# [Passage]
BPI’s Stress Testing Testimony and 2024 Stress Test Results

On June 26, 2024, BPI testified at a House Financial Services Committee subcommittee hearing to address concerns about the lack of transparency in the Federal Reserve’s stress tests and its impact on bank credit availability and cost. Later that day, the Federal Reserve released the 2024 stress test results, revealing higher capital depletions under stress scenarios, which will lead to increased capital requirements for many banks effective Oct. 1, 2024. A key factor contributing to higher capital requirements is the lower projections of net revenues as determined by supervisory models.

During the hearing, BPI presented several examples highlighting the inaccuracies and volatility inherent in the supervisory stress-testing models used to determine the stress capital buffer and the need for increased transparency and notice and comment on the supervisory models. Anticipating the 2024 stress test results, BPI emphasized that one of the main drivers of excess volatility in capital requirements is the lack of granularity in the Fed’s revenue projections.

A significant contributor to the excessive variability in stress test projections is the Fed’s reliance on aggregated models that assign disproportionate weight to bank performance in the preceding year. These revenue models, based on highly aggregated pre-provision net revenue (PPNR) components, often relegate macroeconomic scenario variables to a secondary role in driving supervisory PPNR projections.[1] As a result, the projections become heavily influenced by backward-looking terms in these models. This “momentum” effect was particularly evident in the Fed’s projections of noninterest income and noninterest expense in the 2024 stress test results.

Another noteworthy result from this year’s stress tests is the substantial increase in capital requirements for several intermediate holding companies (IHCs) of foreign banks over the past few years. In 2023, the Fed implemented significant changes to the PPNR modeling for these firms. However, the lack of transparency in the Fed’s methodology makes it impossible to understand the factors driving the changes in these banks’ capital requirements. The main takeaway here is that some of these IHCs have experienced cumulative increases in capital requirements ranging from 6 to 10 percentage points over the past two years, which are extraordinary. These results raise questions about the consistency and fairness of the stress testing process across different types of banking institutions.

# [Dataset extract]
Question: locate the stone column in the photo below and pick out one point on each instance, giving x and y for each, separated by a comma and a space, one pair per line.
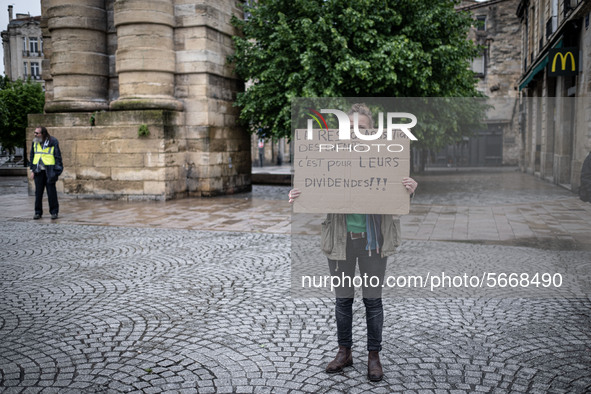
78, 61
145, 57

# [Task]
Revise the stretch of the stress-test passage from "Another noteworthy result" through "of banking institutions.", replacing "noteworthy" with "notable" and keeping everything else unchanged.

# [Expected output]
Another notable result from this year’s stress tests is the substantial increase in capital requirements for several intermediate holding companies (IHCs) of foreign banks over the past few years. In 2023, the Fed implemented significant changes to the PPNR modeling for these firms. However, the lack of transparency in the Fed’s methodology makes it impossible to understand the factors driving the changes in these banks’ capital requirements. The main takeaway here is that some of these IHCs have experienced cumulative increases in capital requirements ranging from 6 to 10 percentage points over the past two years, which are extraordinary. These results raise questions about the consistency and fairness of the stress testing process across different types of banking institutions.